What you have to do
Extend the piece on Beresford-Kroeger's natural ways of easing anxiety and depression, starting right after its final sentence.

Beresford-Kroeger says there’s a reason people feel good around a fire pit — at a COVID-safe distance of course nowadays. If one puts a fresh evergreen bough — pine or hemlock — on top, she says, it releases alpha and beta pinenes and sterilizes the air and that is an added bonus. Burning pine boughs, a custom at Indigenous funerals around the world, can help ease both depression and anxiety, she says.
Toss a few pinecones in, she adds, and the oleoresin they contain will help sterilize the air. The effect will last for a half hour or so.
When feeling anxious or depressed, Beresford-Kroeger is partial to an “Old Man willow.”
She suggests sitting under a willow tree for 15 minutes, particularly one facing a body of water. Breathe deeply under its branches, and you’ll get a good dose of salicylic acid and 22 types of airborne molecules including lactones that have a resting, analgesic and anti-inflammatory effect on the body, she says.
If you live far from the embrace of the willow or even other trees, there still are things you can do to emulate Beresford-Kroeger’s natural approaches to keeping a healthy state of mind. She suggests, for example, smiling.
Smiling boosts neurotransmitters like dopamine and serotonin and decreases the cortisol levels in the body, which is part of the flight-and-fight response. If you reduce the cortisol, you give a boost to your body and heart. Smile and take life as it comes, she says. And if you don’t like smiling, try prayer or finding a cow or stone to stare at. Generosity of thought brings cortisol levels down, and we can all afford to be generous, she notes.
Seek sunshine whenever it breaks through.
And eat well. The medical biochemist suggests drinking plenty of organic whole milk, “which has a high fatty acid ratio and is good for brain health. Wild Pacific salmon have a wonderful linolenic acid content, which is one of the essential fatty acids necessary for good health.
“Currants are also important in my diet. I eat black currants and drink Ribena every day. The black currants that grow in the boreal forest have long been used by Indigenous people to improve the circulatory system. All the pulses [peas, beans and lentils] and other legumes are also beneficial at this time. They have lectins, which give the immune system a great power to act in a defensive manner to protect the body. All of these good foods will improve your general health.”

Data provided
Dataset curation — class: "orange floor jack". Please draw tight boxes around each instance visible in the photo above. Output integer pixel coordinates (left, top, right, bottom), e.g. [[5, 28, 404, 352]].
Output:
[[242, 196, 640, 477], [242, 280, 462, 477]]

Answer to this task
Don’t mistake Beresford-Kroeger for a naysayer about the latest public health prescriptions for slowing the spread of COVID-19. She is all for social distancing greater than six feet. “The lungs are a bellows system to get rid of air full of carbon dioxide. If you find yourself behind a runner or a group of runners, remember their breath is more explosive, and their aerosols will trail a bigger distance. So get out of their path and smile at them,” she says.
And Beresford-Kroeger is careful to make sure the mask she wears fits snugly. “Before I put on my mask, I dab the oleoresin from the balsam poplar on my nose. It is a member of the willow family, and the most northerly member of the willow family in the boreal forest. It is one of the most numerous and hardy trees in the north and can survive extreme cold and heat.
“It produces buds that look like black modified leaves. These buds are sticky to touch and produce a huge fragrance. Their aromatic oleoresin has 20 medicinal biochemicals and all act synergistically. The primary ones are bisabolol and arachidonic acid. It also produces prostaglandins, which are nasal constrictors.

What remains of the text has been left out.